# Dataset records start

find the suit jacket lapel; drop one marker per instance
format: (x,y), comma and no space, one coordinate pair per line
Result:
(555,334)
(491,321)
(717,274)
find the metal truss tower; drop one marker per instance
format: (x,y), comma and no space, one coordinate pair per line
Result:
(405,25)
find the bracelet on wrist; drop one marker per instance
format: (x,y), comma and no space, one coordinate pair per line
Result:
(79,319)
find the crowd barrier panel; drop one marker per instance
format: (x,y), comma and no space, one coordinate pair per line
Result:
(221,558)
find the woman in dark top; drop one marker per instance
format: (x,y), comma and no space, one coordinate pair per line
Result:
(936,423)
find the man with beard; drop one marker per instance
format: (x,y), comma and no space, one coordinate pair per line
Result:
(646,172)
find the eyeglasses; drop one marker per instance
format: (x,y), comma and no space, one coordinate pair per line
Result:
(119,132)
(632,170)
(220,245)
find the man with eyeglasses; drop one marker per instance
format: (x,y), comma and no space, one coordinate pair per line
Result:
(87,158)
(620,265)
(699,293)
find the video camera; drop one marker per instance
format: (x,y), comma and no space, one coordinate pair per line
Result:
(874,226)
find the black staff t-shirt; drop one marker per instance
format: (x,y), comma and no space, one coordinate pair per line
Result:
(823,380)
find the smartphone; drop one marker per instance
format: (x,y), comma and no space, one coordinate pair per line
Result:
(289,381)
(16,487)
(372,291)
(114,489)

# Dataset records end
# Dataset records start

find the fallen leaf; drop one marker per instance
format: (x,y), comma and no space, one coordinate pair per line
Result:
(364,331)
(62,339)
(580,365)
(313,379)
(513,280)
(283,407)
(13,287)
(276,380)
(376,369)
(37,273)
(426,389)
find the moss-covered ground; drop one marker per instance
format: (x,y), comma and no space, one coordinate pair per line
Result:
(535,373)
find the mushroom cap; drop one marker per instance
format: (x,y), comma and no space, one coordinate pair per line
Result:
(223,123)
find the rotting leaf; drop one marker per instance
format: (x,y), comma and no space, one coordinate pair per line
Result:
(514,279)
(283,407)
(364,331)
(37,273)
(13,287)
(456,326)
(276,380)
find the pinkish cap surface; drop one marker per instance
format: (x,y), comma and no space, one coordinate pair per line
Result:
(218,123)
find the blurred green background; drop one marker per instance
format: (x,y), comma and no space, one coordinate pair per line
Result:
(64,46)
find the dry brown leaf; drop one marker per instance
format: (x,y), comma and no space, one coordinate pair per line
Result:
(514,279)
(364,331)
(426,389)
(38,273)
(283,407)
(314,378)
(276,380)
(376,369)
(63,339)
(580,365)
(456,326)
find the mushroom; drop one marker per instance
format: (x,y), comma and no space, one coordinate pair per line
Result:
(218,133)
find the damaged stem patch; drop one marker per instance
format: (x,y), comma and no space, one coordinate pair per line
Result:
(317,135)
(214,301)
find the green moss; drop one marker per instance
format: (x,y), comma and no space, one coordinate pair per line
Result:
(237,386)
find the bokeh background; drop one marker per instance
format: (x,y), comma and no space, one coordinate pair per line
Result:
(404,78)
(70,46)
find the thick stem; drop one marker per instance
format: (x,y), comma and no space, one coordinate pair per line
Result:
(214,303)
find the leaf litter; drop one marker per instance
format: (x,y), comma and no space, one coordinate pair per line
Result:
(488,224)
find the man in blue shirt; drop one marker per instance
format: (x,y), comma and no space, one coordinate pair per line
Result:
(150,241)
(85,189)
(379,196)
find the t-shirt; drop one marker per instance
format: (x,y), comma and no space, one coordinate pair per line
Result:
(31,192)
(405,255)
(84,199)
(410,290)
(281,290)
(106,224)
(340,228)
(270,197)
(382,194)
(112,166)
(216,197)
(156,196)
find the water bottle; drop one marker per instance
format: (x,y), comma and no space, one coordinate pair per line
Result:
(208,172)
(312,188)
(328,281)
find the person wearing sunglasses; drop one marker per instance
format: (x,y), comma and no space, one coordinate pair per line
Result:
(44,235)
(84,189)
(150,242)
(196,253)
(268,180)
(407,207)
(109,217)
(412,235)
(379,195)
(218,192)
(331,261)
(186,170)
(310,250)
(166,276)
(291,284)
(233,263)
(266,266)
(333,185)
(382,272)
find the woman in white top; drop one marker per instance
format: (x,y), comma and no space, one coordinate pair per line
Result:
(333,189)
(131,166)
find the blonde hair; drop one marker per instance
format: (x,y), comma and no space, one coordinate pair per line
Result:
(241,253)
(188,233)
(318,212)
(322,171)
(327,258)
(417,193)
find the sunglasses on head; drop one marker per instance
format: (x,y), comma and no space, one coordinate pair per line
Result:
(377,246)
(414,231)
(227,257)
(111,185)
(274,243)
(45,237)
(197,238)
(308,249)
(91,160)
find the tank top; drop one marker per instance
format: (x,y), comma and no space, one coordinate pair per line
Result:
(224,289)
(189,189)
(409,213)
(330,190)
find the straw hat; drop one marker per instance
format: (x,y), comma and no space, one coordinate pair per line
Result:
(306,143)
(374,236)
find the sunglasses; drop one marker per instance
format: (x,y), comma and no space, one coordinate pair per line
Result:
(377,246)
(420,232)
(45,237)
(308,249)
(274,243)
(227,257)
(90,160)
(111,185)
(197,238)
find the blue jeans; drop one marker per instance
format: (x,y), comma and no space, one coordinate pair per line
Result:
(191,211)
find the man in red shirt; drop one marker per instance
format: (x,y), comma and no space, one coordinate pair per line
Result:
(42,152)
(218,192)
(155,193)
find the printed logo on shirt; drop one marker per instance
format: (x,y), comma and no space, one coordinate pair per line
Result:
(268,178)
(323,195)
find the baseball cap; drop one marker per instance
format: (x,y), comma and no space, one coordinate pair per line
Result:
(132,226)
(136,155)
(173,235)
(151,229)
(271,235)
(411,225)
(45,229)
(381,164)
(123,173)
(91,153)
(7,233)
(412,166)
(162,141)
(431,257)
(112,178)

# Dataset records end

Show each line of the material above that contains the word "with", copied in full. Treat uppercase and lowercase as different.

§ **Exercise answer**:
find the man with beard; drop one marker per instance
find the man with eyeglasses; drop one marker per instance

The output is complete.